Task goal.
Please copy exactly the lines that run from the start of the entries to the line containing "69L347 105L357 76L415", inclusive.

Extracted records.

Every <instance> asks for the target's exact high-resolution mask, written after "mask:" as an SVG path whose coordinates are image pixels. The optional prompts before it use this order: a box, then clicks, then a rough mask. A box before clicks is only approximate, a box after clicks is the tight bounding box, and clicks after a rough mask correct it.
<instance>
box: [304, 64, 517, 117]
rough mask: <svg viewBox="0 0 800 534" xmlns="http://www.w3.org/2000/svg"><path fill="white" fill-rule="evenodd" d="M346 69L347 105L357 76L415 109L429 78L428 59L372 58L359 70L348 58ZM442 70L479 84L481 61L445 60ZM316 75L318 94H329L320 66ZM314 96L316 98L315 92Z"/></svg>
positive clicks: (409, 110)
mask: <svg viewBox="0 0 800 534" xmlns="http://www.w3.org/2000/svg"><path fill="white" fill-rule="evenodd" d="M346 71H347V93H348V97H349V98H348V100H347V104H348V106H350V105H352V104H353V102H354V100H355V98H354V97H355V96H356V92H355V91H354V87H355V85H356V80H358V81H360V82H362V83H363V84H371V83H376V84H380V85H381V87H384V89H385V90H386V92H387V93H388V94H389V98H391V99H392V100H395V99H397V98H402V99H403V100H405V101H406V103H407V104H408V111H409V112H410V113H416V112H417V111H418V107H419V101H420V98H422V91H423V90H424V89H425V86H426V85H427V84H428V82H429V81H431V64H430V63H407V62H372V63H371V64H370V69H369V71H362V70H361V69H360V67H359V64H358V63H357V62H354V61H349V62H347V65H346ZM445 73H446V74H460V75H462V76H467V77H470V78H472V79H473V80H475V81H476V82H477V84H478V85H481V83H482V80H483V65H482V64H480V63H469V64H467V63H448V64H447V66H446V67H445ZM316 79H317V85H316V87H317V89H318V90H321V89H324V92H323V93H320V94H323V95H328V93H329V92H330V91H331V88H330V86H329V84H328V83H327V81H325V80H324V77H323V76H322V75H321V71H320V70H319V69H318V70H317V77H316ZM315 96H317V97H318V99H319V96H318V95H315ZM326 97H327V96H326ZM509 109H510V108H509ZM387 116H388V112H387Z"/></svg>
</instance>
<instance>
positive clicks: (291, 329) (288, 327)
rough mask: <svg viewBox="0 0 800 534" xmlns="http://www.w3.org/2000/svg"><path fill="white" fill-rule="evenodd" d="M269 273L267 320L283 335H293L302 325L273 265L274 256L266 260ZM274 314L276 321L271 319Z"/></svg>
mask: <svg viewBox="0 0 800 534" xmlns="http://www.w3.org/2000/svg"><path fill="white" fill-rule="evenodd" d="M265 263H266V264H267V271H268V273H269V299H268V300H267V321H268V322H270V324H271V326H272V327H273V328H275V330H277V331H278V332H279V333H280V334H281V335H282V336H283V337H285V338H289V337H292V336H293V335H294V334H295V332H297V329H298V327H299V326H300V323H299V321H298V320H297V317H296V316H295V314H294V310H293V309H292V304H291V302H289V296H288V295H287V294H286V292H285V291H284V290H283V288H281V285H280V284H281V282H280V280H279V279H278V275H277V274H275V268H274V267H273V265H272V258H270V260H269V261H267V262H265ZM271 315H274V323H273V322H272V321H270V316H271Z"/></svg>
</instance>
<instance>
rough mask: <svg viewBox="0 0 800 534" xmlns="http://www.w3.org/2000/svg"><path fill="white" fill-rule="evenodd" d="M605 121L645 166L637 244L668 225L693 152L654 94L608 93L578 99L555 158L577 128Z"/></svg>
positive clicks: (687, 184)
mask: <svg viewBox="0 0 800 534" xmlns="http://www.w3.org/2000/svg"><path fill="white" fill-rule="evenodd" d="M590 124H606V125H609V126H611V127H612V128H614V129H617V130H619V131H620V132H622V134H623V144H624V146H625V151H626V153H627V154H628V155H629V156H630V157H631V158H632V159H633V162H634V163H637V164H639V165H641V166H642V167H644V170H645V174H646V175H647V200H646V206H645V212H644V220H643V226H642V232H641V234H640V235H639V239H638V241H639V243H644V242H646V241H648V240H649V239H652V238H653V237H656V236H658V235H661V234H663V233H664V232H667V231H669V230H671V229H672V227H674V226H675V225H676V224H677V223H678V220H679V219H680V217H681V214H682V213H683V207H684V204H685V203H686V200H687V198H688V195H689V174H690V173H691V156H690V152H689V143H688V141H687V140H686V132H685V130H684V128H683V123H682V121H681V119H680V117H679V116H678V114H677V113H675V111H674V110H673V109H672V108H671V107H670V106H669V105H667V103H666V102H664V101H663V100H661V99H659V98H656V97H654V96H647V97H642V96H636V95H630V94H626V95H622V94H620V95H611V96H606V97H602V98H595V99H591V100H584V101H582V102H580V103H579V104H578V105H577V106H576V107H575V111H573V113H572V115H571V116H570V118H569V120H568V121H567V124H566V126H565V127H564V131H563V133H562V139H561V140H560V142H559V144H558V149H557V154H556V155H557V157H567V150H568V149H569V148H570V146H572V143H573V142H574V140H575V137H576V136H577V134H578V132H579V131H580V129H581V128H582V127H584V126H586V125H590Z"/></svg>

Reply to the task.
Every <instance> asks for the target's exact high-resolution mask, written after "mask:" as an SVG path whose coordinates are image pixels. The optional prompts before it use this order: a box, then clicks, then a rough mask. A box before clicks is only approximate, a box after clicks is the tight bounding box, and clicks after a rough mask correct it.
<instance>
box: [304, 64, 517, 117]
rough mask: <svg viewBox="0 0 800 534" xmlns="http://www.w3.org/2000/svg"><path fill="white" fill-rule="evenodd" d="M346 69L347 105L357 76L415 109L429 78L428 59L372 58L359 70L348 58ZM442 70L479 84L481 61L445 60ZM316 75L318 94H329L320 66ZM314 96L316 98L315 92Z"/></svg>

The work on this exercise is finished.